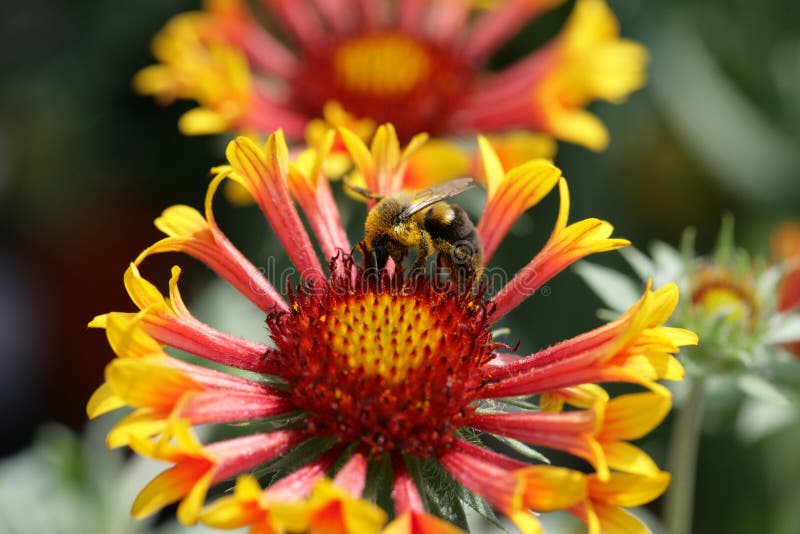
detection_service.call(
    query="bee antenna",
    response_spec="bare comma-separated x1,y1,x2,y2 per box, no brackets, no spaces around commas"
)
342,177,383,200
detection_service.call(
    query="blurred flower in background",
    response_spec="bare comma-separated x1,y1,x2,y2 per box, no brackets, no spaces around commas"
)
576,217,800,534
134,0,647,150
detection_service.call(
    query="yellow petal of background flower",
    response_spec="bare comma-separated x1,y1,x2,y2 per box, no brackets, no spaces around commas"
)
178,108,232,135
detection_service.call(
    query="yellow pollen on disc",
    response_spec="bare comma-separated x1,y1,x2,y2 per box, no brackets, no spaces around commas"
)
323,293,445,384
698,287,750,322
333,33,432,97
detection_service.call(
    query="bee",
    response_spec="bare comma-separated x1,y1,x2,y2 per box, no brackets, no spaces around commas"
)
347,178,483,282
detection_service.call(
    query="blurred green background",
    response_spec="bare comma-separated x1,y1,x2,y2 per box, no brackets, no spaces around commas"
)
0,0,800,534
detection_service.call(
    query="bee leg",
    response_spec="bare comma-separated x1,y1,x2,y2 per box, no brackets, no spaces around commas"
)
409,232,433,277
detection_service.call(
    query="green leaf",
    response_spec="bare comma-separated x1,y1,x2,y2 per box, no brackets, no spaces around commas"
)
363,454,393,512
256,437,336,480
619,245,656,280
737,374,790,404
573,261,639,312
493,434,550,464
405,456,468,530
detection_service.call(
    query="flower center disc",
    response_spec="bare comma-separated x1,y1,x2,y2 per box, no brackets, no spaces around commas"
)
267,262,494,456
292,31,470,141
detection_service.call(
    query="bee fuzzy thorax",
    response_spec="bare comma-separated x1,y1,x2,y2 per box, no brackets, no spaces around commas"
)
364,179,483,281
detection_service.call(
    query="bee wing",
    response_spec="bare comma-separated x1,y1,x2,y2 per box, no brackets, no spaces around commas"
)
398,178,475,220
342,178,383,200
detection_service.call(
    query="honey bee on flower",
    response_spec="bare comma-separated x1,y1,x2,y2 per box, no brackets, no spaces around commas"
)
87,125,697,534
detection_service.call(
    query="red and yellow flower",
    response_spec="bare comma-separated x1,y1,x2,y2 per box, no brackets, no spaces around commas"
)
88,126,696,533
772,223,800,357
134,0,647,150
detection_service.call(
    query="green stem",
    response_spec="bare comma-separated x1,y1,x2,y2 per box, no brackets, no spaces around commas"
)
666,377,705,534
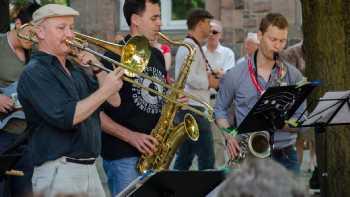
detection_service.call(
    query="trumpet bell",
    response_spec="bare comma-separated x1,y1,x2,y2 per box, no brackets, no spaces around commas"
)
121,36,151,77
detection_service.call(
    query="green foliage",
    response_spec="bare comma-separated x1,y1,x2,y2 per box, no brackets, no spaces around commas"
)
171,0,205,20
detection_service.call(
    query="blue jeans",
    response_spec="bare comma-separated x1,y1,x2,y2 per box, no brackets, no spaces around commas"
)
272,146,300,175
174,106,215,170
103,157,140,196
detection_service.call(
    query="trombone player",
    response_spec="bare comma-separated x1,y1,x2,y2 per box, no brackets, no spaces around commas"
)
18,4,123,196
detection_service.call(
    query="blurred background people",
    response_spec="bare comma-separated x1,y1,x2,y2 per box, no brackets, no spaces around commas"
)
236,32,260,64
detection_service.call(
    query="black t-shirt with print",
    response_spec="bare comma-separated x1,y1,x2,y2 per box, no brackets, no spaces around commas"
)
102,36,166,160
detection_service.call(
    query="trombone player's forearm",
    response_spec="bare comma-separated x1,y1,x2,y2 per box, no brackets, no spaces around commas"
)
96,68,121,107
215,118,230,129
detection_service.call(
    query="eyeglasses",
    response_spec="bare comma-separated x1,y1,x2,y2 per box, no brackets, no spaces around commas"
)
211,30,220,35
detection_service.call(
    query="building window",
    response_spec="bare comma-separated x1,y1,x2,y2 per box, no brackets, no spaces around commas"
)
119,0,205,31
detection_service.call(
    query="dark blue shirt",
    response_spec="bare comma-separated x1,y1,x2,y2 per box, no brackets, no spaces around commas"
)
18,52,101,166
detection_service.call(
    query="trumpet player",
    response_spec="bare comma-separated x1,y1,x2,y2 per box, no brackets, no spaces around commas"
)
18,4,123,196
214,13,305,173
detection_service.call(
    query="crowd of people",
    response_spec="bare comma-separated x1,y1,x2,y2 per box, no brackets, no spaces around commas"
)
0,0,316,196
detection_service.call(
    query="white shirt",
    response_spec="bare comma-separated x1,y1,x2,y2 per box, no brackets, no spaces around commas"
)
203,43,236,72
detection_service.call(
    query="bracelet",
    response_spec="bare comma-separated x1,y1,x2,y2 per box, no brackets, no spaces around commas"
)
221,128,237,136
92,68,103,75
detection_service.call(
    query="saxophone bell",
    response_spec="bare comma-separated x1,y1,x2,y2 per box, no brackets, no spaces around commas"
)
228,131,271,165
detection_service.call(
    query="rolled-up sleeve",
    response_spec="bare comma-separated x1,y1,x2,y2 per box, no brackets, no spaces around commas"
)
18,70,78,130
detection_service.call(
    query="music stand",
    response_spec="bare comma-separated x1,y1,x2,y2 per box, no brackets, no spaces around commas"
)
301,90,350,195
237,82,319,134
117,170,225,197
237,81,319,150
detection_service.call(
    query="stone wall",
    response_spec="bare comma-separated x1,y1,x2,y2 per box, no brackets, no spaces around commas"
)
206,0,302,57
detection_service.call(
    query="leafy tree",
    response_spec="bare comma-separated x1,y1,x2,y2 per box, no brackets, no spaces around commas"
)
301,0,350,196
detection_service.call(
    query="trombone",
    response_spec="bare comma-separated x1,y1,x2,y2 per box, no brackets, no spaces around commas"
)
17,23,213,121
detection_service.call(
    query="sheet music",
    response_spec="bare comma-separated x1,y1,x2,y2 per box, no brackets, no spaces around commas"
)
303,90,350,126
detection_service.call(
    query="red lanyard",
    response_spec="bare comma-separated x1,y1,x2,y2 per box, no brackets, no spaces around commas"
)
248,57,264,95
248,57,282,95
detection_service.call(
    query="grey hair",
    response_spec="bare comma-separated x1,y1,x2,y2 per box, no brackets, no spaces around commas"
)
218,159,308,197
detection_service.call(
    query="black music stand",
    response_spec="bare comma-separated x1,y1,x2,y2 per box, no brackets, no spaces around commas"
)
237,82,319,134
237,81,320,150
301,90,350,195
117,170,225,197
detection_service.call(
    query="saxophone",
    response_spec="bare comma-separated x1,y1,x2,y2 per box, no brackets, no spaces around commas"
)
137,33,199,173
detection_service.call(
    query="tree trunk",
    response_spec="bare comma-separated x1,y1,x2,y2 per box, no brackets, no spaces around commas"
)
301,0,350,196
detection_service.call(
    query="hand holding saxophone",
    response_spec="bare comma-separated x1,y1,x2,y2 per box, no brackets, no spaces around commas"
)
224,132,240,160
128,132,159,155
0,94,14,113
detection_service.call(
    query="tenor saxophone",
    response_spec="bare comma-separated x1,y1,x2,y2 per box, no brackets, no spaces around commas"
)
137,33,199,173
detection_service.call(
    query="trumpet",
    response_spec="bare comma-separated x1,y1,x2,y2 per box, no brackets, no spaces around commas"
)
17,23,213,121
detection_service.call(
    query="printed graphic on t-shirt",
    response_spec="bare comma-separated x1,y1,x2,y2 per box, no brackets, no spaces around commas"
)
132,66,165,114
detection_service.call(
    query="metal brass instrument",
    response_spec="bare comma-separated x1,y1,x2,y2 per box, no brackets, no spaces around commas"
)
17,24,213,121
229,131,271,163
137,33,199,173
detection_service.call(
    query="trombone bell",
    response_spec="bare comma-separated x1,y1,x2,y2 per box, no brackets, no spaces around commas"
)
74,32,151,77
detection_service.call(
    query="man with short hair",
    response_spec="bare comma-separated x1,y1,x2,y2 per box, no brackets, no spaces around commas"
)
101,0,166,196
236,32,260,64
214,13,305,173
18,4,123,196
174,9,219,170
203,20,235,75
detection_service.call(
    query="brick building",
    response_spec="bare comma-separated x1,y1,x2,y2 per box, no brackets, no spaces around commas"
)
70,0,302,58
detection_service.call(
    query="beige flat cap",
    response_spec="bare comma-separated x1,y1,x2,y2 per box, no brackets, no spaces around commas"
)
32,4,79,25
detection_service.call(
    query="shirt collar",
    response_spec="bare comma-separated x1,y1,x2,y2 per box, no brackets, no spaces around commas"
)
204,43,223,53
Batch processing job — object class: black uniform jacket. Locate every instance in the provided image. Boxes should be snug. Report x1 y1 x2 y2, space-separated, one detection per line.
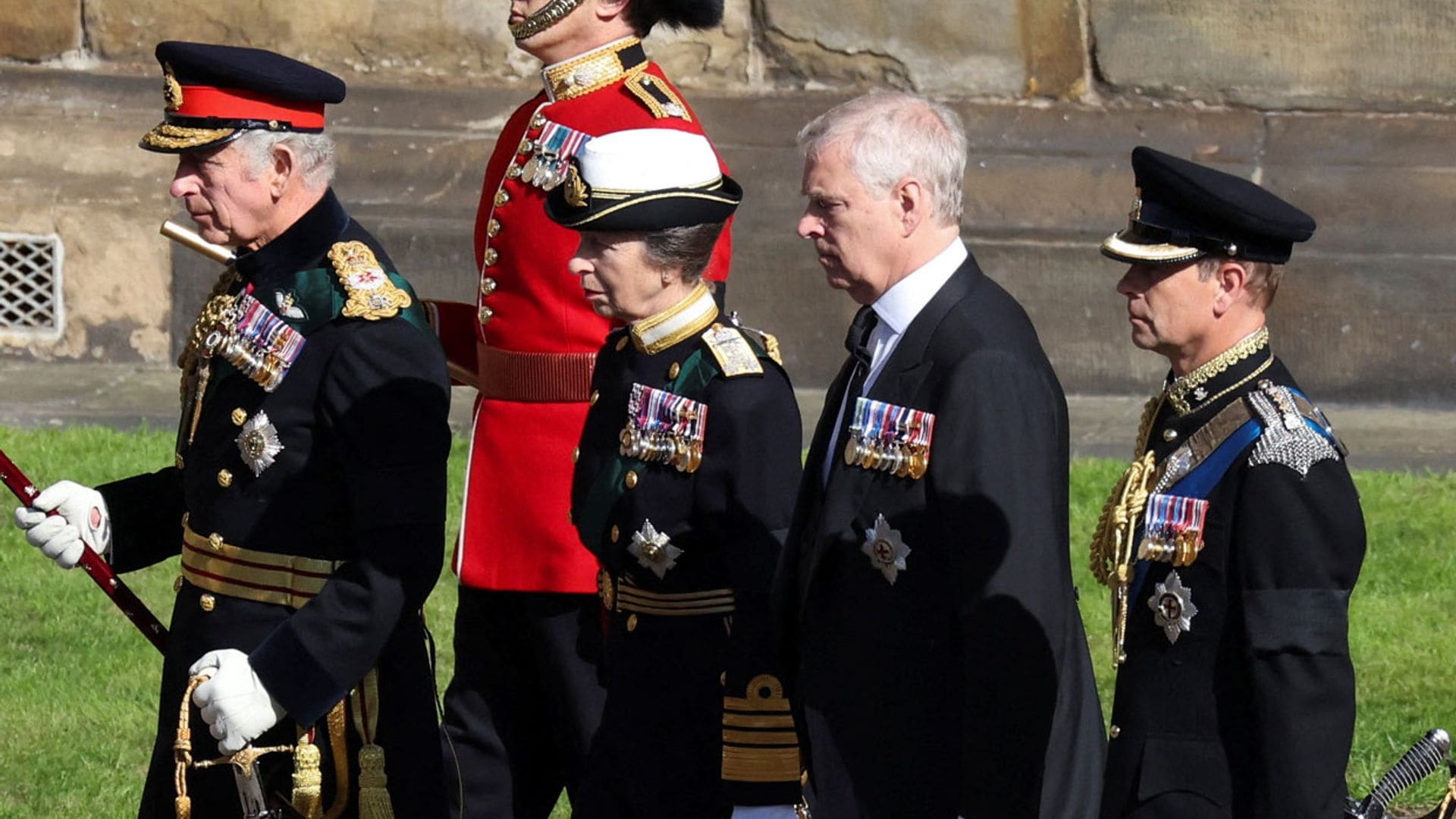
1102 347 1366 819
776 258 1103 819
573 290 801 819
100 193 450 817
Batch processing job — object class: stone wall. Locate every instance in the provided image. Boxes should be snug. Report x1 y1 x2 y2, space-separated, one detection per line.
0 0 1456 403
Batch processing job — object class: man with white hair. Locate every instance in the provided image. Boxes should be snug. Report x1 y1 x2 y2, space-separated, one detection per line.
776 93 1103 819
14 42 450 819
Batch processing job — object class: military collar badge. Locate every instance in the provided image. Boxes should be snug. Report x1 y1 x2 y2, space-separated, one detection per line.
845 398 935 479
329 242 413 321
237 411 284 478
628 520 682 580
1147 571 1198 645
619 383 708 472
859 514 910 586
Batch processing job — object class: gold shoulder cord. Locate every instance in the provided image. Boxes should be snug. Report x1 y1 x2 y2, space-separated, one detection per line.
1089 394 1165 669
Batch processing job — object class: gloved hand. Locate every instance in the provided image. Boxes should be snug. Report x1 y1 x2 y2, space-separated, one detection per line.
14 481 111 568
188 648 287 755
731 805 796 819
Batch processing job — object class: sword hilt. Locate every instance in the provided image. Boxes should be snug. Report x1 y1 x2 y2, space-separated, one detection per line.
1356 729 1451 819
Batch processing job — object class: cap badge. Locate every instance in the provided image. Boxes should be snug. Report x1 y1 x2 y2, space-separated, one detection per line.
1147 571 1198 645
329 242 413 321
237 411 282 478
162 64 182 111
565 165 587 207
628 520 682 580
859 513 910 586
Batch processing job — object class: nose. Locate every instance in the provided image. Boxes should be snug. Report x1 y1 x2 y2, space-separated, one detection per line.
798 212 824 239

== == ==

▸ To be done
Copy the listing verbatim from its beginning through the line that contains "0,0,800,534", including that line, and leave the pictures out.

▸ Task result
detection_service.call(
    query="bee antenna",
    response_spec="bare comma-separated x1,y1,x2,y2 per box, no brackets, no spaces around commas"
)
342,177,383,200
detection_service.call(
    query="blurred flower in background",
    response_spec="bare comma-separated x1,y1,x2,y2 per box, no brackets, no spaces around commas"
)
576,217,800,534
134,0,647,150
detection_service.call(
    query="yellow petal of background flower",
    response_spec="bare comma-separated x1,y1,x2,y2 per box, no brackets, no spaces around commas"
)
178,108,232,135
detection_service.call(
    query="yellow pollen on disc",
    response_spec="bare comma-separated x1,y1,x2,y2 per box, no brackets, no spaces around commas"
)
323,293,445,384
698,287,750,322
333,33,432,97
detection_service.call(
    query="bee",
    response_spec="bare comma-separated x1,y1,x2,y2 per box, no brackets, no spaces around commas"
)
347,178,483,282
detection_service.call(
    query="blurred green background",
    response_spec="bare comma-separated x1,y1,x2,y2 per box, no brackets, no spaces around commas"
)
0,0,800,534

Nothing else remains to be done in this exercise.